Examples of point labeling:
● ● ●
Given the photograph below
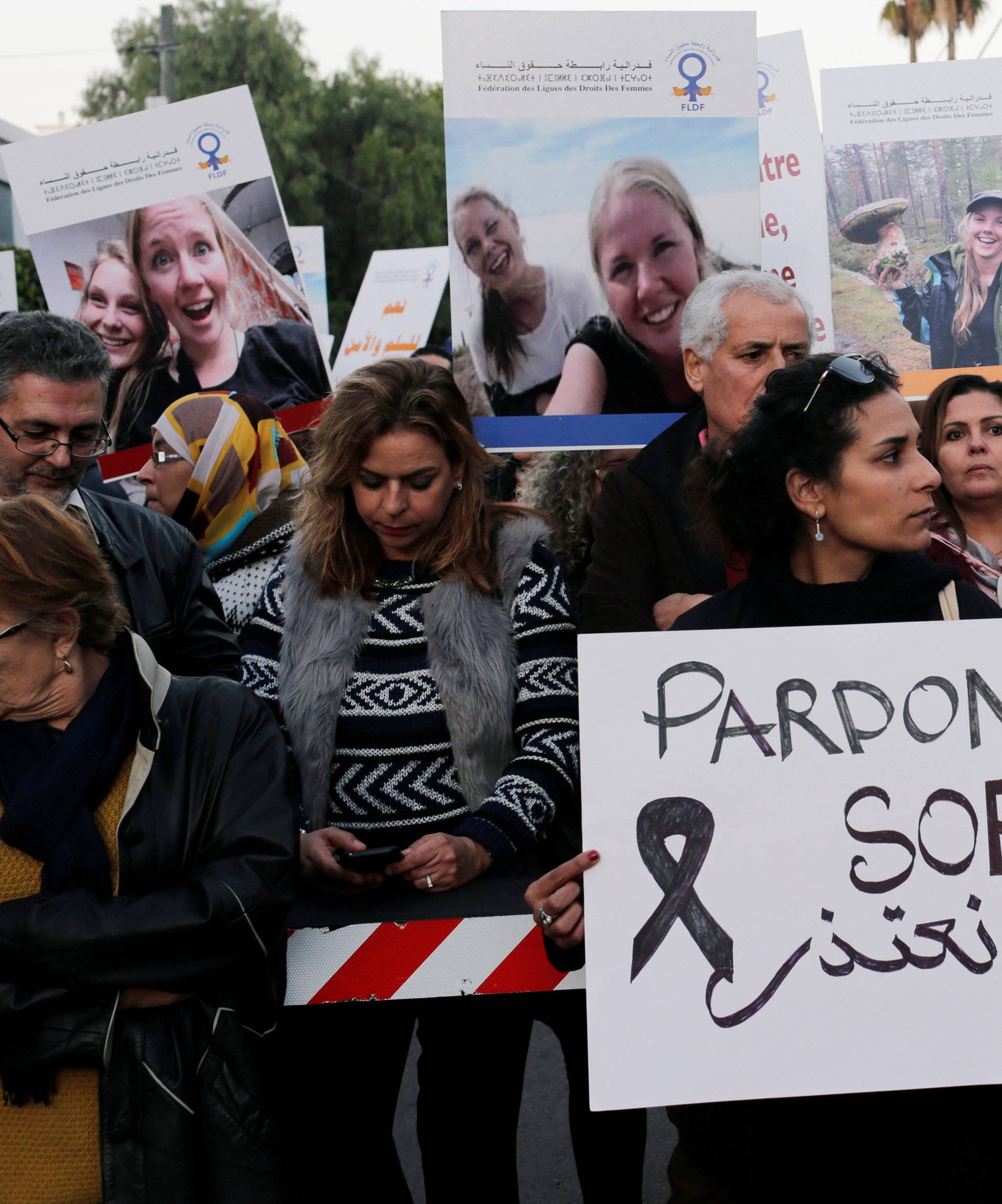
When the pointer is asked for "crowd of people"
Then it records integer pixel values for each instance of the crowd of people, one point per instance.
(346, 667)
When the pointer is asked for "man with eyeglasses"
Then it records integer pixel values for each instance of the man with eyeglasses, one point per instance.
(648, 563)
(53, 383)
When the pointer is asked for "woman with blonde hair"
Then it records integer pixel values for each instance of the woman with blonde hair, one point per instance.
(237, 322)
(528, 311)
(648, 252)
(115, 307)
(417, 647)
(958, 312)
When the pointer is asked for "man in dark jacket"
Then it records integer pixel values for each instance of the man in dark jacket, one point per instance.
(53, 382)
(647, 563)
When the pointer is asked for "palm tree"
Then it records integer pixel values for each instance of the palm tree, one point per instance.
(910, 18)
(949, 14)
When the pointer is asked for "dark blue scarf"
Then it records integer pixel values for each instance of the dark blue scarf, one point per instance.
(51, 783)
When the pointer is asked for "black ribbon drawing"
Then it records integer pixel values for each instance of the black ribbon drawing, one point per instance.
(693, 820)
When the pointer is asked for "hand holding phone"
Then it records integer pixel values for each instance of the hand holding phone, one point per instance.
(321, 866)
(367, 861)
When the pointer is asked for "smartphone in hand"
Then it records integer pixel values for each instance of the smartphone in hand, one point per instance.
(367, 861)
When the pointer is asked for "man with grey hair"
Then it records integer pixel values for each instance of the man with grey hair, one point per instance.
(54, 375)
(647, 564)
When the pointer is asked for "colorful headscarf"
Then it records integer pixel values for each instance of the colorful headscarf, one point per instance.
(241, 460)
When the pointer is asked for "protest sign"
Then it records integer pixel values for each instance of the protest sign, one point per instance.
(792, 178)
(907, 150)
(396, 308)
(539, 108)
(165, 234)
(7, 282)
(801, 844)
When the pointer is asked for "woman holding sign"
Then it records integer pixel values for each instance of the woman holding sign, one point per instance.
(418, 648)
(828, 494)
(648, 252)
(188, 256)
(958, 311)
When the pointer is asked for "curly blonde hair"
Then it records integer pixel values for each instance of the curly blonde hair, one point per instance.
(562, 487)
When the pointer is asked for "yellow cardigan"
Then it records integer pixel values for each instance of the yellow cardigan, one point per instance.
(51, 1154)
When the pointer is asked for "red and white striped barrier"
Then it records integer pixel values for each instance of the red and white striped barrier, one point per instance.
(486, 955)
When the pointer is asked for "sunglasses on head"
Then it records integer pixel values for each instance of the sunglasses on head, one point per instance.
(856, 369)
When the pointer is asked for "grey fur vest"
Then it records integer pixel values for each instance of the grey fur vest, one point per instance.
(471, 655)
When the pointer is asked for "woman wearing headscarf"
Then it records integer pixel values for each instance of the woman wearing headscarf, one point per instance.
(223, 468)
(146, 865)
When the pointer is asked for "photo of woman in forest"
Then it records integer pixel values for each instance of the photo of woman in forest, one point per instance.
(915, 236)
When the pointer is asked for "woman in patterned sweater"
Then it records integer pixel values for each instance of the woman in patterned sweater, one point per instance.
(418, 649)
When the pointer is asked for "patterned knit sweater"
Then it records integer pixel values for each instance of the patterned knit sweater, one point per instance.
(393, 776)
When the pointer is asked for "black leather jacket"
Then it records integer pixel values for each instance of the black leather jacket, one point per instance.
(158, 567)
(208, 864)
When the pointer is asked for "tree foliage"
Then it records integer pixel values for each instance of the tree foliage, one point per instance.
(361, 153)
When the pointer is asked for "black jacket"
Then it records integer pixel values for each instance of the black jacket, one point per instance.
● ● ●
» Exercise brief
Please count how many lines in the records above contain the word "sign" and reply with only that number.

» Solution for this problem
4